─── TEXTAUSZUG ───
Klinkerriemchen erleben bei der Fassadengestaltung ein Comeback

Fassaden mit Klinkerriemchen stehen in der Optik Backsteinmauern in nichts nach. Neben den nahezu endlosen Gestaltungsmöglichkeiten bringen moderne Klinkerriemchen auch einige technische Vorteile mit sich. Im Feuer gebrannt sind sie extrem widerstandsfähig.

Der jahrtausendealte Baustoff „gebrannter Ton“ erlebt derzeit ein Comeback als ausdrucksstarkes Gestaltungselement an der Fassade. Traditionell im Norden beheimatet, erobern Klinkerriemchen zunehmend auch die Fassaden anderer Regionen. Wie es zu diesem Trend kommt, ist leicht erklärt: Klinkerriemchen – auch Verblender genannt – bestechen durch ihre natürliche Mineralität, ihre handwerkliche Ausstrahlung und eine große Gestaltungsvielfalt. Zudem können sie sowohl im Neubau als auch bei der energetischen Sanierung von Gebäuden auf WDV-Systemen eingesetzt werden. Im Feuer gebrannt, werden Riemchen besonders widerstandsfähig. Sie tragen somit zu einem Werterhalt von Gebäuden bei und verleihen diesen eine individuelle Optik.
─── BEREITGESTELLTES MATERIAL ───
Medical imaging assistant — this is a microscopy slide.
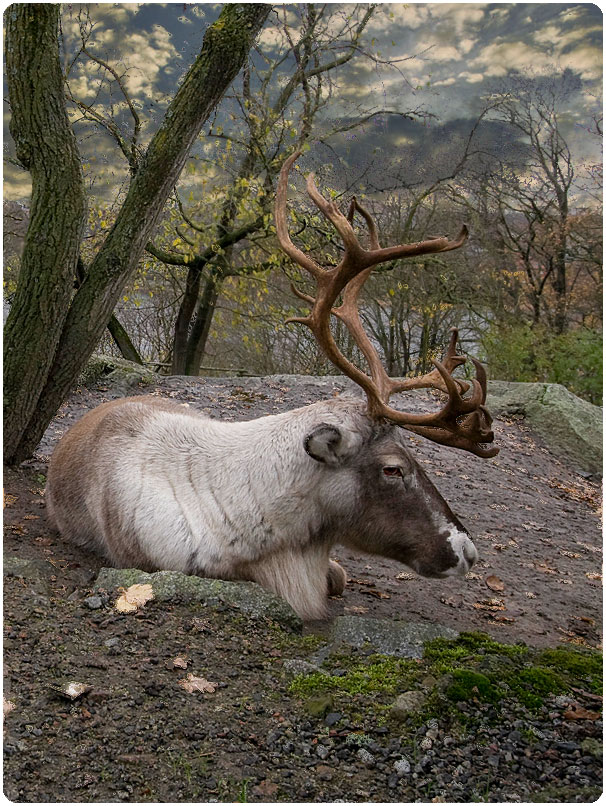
───
▶ [AUFGABE 1]
Beantworte die folgenden Fragen zum Text über Klinkerriemchen.
(a) Was bringen moderne Klinkerriemchen laut Text neben den nahezu endlosen Gestaltungsmöglichkeiten mit sich?
(b) Wo waren Klinkerriemchen traditionell beheimatet?
(c) Unter welchem anderen Namen werden Klinkerriemchen im Text ebenfalls genannt?
▶ [AUFGABE 2] Bearbeite im Text über Klinkerriemchen den Abschnitt, der mit den Worten „Der jahrtausendealte Baustoff“ beginnt und mit „eine individuelle Optik.“ endet, und gib ihn wieder, wobei „Verblender“ durch „Vorsatzklinker“ ersetzt ist.

▶ [ANTWORT 1]
(a) Einige technische Vorteile.
(b) Im Norden.
(c) Verblender.

▶ [ANTWORT 2]
Der jahrtausendealte Baustoff „gebrannter Ton“ erlebt derzeit ein Comeback als ausdrucksstarkes Gestaltungselement an der Fassade. Traditionell im Norden beheimatet, erobern Klinkerriemchen zunehmend auch die Fassaden anderer Regionen. Wie es zu diesem Trend kommt, ist leicht erklärt: Klinkerriemchen – auch Vorsatzklinker genannt – bestechen durch ihre natürliche Mineralität, ihre handwerkliche Ausstrahlung und eine große Gestaltungsvielfalt. Zudem können sie sowohl im Neubau als auch bei der energetischen Sanierung von Gebäuden auf WDV-Systemen eingesetzt werden. Im Feuer gebrannt, werden Riemchen besonders widerstandsfähig. Sie tragen somit zu einem Werterhalt von Gebäuden bei und verleihen diesen eine individuelle Optik.